§ EXERCISE OBJECTIVE
Copy verbatim the lines of the listing below, from the line that contains "the girl's shadow" through the end of the listing, including both ends.

[Records from a pointing dataset]
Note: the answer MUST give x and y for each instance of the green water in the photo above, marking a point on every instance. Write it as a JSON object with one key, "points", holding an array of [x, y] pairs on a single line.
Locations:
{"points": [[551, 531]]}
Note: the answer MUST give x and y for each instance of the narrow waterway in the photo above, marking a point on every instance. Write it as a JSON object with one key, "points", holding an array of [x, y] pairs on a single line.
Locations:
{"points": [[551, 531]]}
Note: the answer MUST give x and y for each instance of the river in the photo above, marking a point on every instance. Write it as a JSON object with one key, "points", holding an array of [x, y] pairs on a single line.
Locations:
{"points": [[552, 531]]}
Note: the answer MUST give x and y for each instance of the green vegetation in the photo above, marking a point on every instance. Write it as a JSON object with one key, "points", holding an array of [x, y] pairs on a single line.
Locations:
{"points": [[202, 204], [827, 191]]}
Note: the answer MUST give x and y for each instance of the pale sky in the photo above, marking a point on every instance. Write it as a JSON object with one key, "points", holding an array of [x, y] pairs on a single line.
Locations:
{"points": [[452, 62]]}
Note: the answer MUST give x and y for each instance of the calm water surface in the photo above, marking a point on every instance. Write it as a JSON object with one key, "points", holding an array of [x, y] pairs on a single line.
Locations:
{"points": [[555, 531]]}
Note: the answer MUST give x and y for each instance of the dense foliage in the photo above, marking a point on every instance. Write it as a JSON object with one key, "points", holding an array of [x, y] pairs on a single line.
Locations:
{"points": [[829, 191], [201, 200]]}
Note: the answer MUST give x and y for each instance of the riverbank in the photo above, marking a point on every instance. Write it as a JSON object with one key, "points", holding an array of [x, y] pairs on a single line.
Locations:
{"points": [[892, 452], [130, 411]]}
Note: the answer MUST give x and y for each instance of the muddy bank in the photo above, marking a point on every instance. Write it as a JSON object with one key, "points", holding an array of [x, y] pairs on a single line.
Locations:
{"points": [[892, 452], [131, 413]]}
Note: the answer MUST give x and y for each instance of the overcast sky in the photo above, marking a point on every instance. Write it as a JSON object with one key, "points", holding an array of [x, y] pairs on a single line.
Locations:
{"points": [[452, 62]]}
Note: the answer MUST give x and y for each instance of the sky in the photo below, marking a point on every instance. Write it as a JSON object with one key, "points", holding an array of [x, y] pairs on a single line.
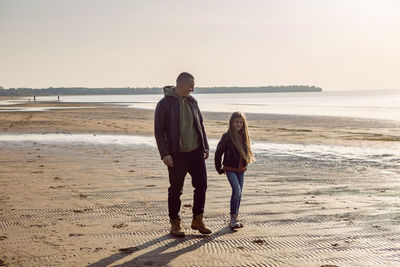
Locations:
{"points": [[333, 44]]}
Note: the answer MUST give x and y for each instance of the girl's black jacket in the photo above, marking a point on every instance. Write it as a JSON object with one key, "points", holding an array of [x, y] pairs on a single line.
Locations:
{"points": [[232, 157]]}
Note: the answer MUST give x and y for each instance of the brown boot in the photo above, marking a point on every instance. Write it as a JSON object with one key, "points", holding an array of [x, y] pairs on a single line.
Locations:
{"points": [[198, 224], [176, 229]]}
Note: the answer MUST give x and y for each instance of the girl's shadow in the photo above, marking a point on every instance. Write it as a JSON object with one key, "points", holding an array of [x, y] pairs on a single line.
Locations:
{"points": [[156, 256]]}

§ FINAL RESULT
Note: the answer MUST give x and y for each instance of the girl's shadow in the photo above, marking a point on every instance. Write it as a JSON object with one key, "points", holding an array of [x, y] pairs on a single line.
Locations:
{"points": [[156, 256]]}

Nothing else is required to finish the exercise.